§ Available data:
= Beginning of Section =

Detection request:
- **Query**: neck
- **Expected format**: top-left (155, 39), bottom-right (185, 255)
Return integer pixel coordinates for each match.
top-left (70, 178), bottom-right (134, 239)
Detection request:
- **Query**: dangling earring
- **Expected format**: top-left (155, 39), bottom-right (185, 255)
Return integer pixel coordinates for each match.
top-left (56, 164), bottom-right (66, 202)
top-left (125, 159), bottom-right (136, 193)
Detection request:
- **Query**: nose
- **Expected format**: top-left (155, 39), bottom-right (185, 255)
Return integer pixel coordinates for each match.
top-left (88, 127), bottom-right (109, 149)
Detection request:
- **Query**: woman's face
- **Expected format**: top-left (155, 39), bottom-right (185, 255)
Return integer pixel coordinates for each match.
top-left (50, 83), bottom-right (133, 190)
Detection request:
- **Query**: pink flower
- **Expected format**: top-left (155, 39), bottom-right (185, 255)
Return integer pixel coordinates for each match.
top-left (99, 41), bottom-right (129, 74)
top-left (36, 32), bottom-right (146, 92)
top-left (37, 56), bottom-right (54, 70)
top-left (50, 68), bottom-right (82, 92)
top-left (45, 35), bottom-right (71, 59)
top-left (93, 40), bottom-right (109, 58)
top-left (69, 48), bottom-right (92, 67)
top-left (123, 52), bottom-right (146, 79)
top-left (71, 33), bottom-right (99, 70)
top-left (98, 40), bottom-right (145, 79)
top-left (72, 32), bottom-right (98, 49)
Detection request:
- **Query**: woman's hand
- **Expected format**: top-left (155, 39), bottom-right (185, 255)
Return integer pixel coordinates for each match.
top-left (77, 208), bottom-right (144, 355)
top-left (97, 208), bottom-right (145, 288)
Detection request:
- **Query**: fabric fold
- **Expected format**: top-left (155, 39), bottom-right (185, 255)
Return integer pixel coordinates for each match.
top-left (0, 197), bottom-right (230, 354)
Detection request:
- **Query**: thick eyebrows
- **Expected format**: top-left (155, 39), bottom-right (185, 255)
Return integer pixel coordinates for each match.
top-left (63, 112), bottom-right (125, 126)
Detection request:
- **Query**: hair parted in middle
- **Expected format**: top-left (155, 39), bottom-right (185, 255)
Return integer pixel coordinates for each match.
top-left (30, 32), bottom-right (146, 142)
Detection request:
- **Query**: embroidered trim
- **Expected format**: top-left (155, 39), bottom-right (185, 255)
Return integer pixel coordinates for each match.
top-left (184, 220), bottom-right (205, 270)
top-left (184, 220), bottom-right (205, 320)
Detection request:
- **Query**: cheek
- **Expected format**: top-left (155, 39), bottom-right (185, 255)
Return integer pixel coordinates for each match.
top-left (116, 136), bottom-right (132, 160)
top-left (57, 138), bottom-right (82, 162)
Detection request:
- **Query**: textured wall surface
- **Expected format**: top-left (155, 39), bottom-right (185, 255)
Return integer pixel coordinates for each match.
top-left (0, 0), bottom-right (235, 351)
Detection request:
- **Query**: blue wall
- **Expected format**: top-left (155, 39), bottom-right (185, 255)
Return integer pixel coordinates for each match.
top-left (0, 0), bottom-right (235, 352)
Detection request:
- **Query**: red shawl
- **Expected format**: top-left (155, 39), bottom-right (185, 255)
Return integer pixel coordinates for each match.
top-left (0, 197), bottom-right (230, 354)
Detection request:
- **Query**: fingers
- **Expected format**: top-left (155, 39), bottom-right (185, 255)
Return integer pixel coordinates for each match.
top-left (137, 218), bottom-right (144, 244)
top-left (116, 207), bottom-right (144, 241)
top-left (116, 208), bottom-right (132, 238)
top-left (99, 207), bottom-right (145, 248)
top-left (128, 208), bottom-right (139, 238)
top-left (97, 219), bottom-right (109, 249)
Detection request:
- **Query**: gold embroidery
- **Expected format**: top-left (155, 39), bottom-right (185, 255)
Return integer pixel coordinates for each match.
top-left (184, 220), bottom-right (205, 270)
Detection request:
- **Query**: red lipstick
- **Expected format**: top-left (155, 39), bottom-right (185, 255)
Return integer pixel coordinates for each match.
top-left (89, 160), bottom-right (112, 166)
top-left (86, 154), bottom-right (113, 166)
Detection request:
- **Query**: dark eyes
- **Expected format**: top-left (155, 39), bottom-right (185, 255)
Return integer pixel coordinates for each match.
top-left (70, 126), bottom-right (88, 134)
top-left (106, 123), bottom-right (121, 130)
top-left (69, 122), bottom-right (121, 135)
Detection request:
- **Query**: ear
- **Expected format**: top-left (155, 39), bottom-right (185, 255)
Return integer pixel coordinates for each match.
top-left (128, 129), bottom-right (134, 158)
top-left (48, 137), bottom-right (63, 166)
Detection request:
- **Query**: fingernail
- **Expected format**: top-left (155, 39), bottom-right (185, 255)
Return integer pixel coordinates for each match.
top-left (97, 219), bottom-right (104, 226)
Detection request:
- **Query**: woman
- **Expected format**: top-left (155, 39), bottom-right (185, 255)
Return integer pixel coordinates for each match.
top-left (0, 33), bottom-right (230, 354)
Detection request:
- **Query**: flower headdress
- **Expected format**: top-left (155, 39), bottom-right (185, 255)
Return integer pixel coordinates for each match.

= End of Section =

§ Work item: Top to bottom, the records above must be output exactly.

§ Expected output:
Detection request:
- **Query**: neck
- **Expected format**: top-left (155, 39), bottom-right (185, 255)
Return integer pixel coordinates for each match.
top-left (70, 178), bottom-right (134, 239)
Detection request:
- **Query**: dangling earring
- **Expected format**: top-left (155, 39), bottom-right (185, 255)
Return integer pixel coordinates for each match.
top-left (56, 164), bottom-right (66, 202)
top-left (125, 159), bottom-right (136, 193)
Detection request:
- **Query**: nose
- **Expected format**: top-left (155, 39), bottom-right (185, 255)
Return integer pixel coordinates for each match.
top-left (88, 127), bottom-right (109, 149)
Detection request:
- **Query**: woman's face
- **Expected format**: top-left (155, 39), bottom-right (185, 255)
Return integer pixel coordinates for each match.
top-left (50, 83), bottom-right (133, 190)
Detection request:
- **Query**: pink flower
- **Expected format**: top-left (155, 39), bottom-right (185, 255)
Return integer pixel coordinates for each match.
top-left (99, 41), bottom-right (129, 74)
top-left (36, 32), bottom-right (146, 92)
top-left (37, 56), bottom-right (54, 70)
top-left (50, 68), bottom-right (82, 92)
top-left (45, 35), bottom-right (71, 59)
top-left (93, 40), bottom-right (109, 58)
top-left (69, 48), bottom-right (92, 67)
top-left (123, 52), bottom-right (146, 79)
top-left (71, 33), bottom-right (99, 70)
top-left (98, 40), bottom-right (145, 79)
top-left (72, 32), bottom-right (98, 49)
Detection request:
- **Query**: woman's hand
- **Expected format**: top-left (155, 39), bottom-right (185, 255)
Return integer pixel coordinates for each match.
top-left (77, 208), bottom-right (144, 355)
top-left (97, 208), bottom-right (145, 288)
Detection request:
- **Query**: fabric fold
- **Expected format**: top-left (155, 39), bottom-right (185, 255)
Return integer pixel coordinates for each match.
top-left (0, 197), bottom-right (230, 354)
Detection request:
- **Query**: thick eyebrows
- **Expected format**: top-left (155, 39), bottom-right (185, 255)
Return integer pixel coordinates for each match.
top-left (63, 112), bottom-right (125, 126)
Detection request:
- **Query**: hair parted in middle
- **Expected format**: top-left (155, 39), bottom-right (185, 255)
Return integer pixel coordinates for each match.
top-left (30, 32), bottom-right (146, 142)
Detection request:
- **Query**: embroidered trim
- **Expected format**: top-left (155, 39), bottom-right (185, 255)
Return integer pixel coordinates for each match.
top-left (184, 220), bottom-right (205, 270)
top-left (184, 220), bottom-right (205, 320)
Detection request:
- **Query**: cheek
- **Expected format**: top-left (155, 39), bottom-right (185, 255)
Return integer pixel coordinates for each match.
top-left (116, 136), bottom-right (132, 160)
top-left (57, 138), bottom-right (82, 162)
Detection request:
- **Query**: textured wall surface
- **Expected format**: top-left (155, 39), bottom-right (185, 255)
Return integer pixel coordinates for each match.
top-left (0, 0), bottom-right (235, 351)
Detection request:
- **Query**: blue wall
- **Expected format**: top-left (155, 39), bottom-right (185, 255)
Return integer pixel coordinates for each match.
top-left (0, 0), bottom-right (235, 352)
Detection request:
- **Query**: red shawl
- **Expected format**: top-left (155, 39), bottom-right (185, 255)
Return integer pixel coordinates for each match.
top-left (0, 197), bottom-right (230, 354)
Detection request:
- **Query**: fingers
- **Expected format**: top-left (155, 39), bottom-right (185, 255)
Return integer pixel coordinates for each match.
top-left (137, 218), bottom-right (144, 244)
top-left (116, 207), bottom-right (144, 241)
top-left (116, 208), bottom-right (132, 238)
top-left (99, 207), bottom-right (145, 248)
top-left (128, 208), bottom-right (139, 238)
top-left (97, 219), bottom-right (109, 249)
Detection request:
- **Query**: gold embroidery
- **Expected format**: top-left (155, 39), bottom-right (185, 255)
Return integer pixel coordinates for each match.
top-left (184, 220), bottom-right (205, 270)
Detection request:
- **Query**: red lipstick
- **Expected format**: top-left (155, 39), bottom-right (185, 255)
Return integer pixel coordinates for each match.
top-left (89, 160), bottom-right (112, 166)
top-left (86, 154), bottom-right (113, 166)
Detection request:
- **Query**: dark eyes
- **Expected format**: top-left (155, 39), bottom-right (185, 255)
Return integer pixel coordinates for each match.
top-left (70, 126), bottom-right (88, 134)
top-left (106, 123), bottom-right (121, 130)
top-left (69, 122), bottom-right (121, 135)
Detection request:
- **Query**: ear
- **Expected format**: top-left (155, 39), bottom-right (185, 255)
Return integer pixel coordinates for each match.
top-left (128, 129), bottom-right (134, 158)
top-left (48, 137), bottom-right (63, 166)
Detection request:
- **Query**: fingernail
- **Expected format**: top-left (155, 39), bottom-right (185, 255)
Return integer pixel coordinates for each match.
top-left (97, 219), bottom-right (104, 226)
Detection request:
- **Query**: woman
- **Expected format**: top-left (155, 39), bottom-right (185, 255)
Return integer pixel coordinates for each match.
top-left (0, 33), bottom-right (230, 354)
Detection request:
- **Query**: flower headdress
- **Expected format**: top-left (155, 39), bottom-right (185, 255)
Return integer pixel coordinates for each match.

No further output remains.